(Entries on locating named things)
===============

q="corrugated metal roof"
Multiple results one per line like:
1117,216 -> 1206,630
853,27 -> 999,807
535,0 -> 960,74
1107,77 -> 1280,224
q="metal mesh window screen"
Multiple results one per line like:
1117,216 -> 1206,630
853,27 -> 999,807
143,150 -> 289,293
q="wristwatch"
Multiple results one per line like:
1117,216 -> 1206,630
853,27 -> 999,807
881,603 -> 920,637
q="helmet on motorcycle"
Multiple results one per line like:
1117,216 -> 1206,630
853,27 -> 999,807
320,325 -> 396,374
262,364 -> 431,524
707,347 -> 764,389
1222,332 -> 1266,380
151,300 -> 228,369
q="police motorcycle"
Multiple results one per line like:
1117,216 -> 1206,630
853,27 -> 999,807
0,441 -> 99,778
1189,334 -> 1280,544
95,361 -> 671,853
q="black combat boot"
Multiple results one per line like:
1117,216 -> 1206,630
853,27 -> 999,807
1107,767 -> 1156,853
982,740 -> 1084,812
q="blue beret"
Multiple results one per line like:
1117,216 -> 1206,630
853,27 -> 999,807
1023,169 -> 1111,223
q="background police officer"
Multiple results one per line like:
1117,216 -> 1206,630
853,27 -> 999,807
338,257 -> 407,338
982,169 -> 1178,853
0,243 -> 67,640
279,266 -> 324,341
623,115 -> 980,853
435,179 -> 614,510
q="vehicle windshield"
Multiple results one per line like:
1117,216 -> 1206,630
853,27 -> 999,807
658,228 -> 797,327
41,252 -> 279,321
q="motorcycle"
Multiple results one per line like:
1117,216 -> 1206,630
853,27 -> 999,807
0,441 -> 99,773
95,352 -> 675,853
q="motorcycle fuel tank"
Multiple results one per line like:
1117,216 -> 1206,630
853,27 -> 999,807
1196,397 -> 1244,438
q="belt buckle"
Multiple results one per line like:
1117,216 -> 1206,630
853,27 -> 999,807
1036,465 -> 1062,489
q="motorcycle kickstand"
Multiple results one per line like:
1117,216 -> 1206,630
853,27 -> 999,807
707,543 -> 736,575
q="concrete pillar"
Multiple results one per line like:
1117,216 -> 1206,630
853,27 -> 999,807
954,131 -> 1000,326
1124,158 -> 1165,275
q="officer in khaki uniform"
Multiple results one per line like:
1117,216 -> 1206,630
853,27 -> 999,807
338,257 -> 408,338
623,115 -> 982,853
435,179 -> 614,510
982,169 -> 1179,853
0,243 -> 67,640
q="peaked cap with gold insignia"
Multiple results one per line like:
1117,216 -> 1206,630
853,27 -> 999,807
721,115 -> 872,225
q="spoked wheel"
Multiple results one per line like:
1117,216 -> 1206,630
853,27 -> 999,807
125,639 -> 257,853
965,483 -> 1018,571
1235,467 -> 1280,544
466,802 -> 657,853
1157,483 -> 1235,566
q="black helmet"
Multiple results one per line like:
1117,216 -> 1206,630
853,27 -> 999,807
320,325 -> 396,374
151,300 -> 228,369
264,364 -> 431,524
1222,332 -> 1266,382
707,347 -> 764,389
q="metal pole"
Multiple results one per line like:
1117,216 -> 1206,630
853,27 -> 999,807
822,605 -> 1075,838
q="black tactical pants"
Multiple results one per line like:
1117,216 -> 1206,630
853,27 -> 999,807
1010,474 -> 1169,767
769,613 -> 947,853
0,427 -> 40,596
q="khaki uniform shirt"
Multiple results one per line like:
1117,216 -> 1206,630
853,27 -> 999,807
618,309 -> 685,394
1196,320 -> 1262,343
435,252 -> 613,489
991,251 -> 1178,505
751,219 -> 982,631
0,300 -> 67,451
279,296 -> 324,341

===============

OBJECTIVE>
Update the material from its first line through the line containing "721,115 -> 872,225" by replacing each "motorcycle" with "motorbike", leaving all else unchanged. Return only those lines.

FINAL ANSWER>
q="corrugated metal roof"
Multiple results one per line like:
1117,216 -> 1206,630
853,27 -> 999,807
535,0 -> 960,74
1107,77 -> 1280,224
q="metal mesh window screen"
Multiple results one per line like:
1117,216 -> 1206,630
853,27 -> 999,807
143,150 -> 289,293
q="wristwatch"
Multiple results one per line like:
1117,216 -> 1206,630
853,27 -> 999,807
881,603 -> 920,637
q="helmet on motorbike"
Multiple results one per line like:
1117,216 -> 1206,630
853,27 -> 999,807
320,325 -> 396,374
262,364 -> 431,524
707,347 -> 764,389
1222,332 -> 1266,380
151,300 -> 228,369
q="police motorbike"
Multiple results one per line like:
1117,216 -> 1206,630
853,27 -> 999,807
0,441 -> 99,778
1189,334 -> 1280,544
95,361 -> 671,853
q="black combat boot"
Multiple results one per line like:
1117,216 -> 1206,630
853,27 -> 999,807
1107,767 -> 1156,853
982,740 -> 1084,812
q="blue beret"
Multiple results one per line like:
1117,216 -> 1206,630
853,27 -> 999,807
1023,169 -> 1111,223
q="background police officer"
Multiple results one per line like:
1117,216 -> 1206,630
853,27 -> 999,807
338,257 -> 407,338
982,169 -> 1178,853
0,243 -> 67,640
279,266 -> 324,341
623,115 -> 980,853
435,179 -> 614,510
q="vehicle windshield"
Multiple results one per line like:
1117,216 -> 1206,630
853,27 -> 999,807
658,228 -> 797,327
41,252 -> 279,321
q="motorbike"
Multiple results one per line like:
1117,216 -> 1206,630
853,27 -> 999,807
0,441 -> 99,773
95,352 -> 675,853
q="motorbike fuel tank"
Multiple results one per line like:
1117,216 -> 1206,630
853,27 -> 999,807
1196,397 -> 1244,438
q="belt buckle"
Multiple results one per line like:
1117,216 -> 1206,630
853,27 -> 999,807
1036,465 -> 1062,489
q="motorbike kickstand"
Multiple results one per line like:
1117,216 -> 1206,630
853,27 -> 999,807
707,543 -> 736,575
q="concrete pillar"
Multiple results one per line like:
1117,216 -> 1206,630
853,27 -> 999,807
954,131 -> 1000,326
1124,158 -> 1165,275
q="officer in khaki uniform"
Multiple results one per line like:
1117,216 -> 1206,630
853,27 -> 999,807
338,257 -> 408,338
623,115 -> 982,853
435,179 -> 614,510
982,169 -> 1179,853
0,243 -> 67,640
q="peaked cap with gold insignia"
Multiple results one per line like:
1117,216 -> 1206,630
853,27 -> 999,807
721,115 -> 872,225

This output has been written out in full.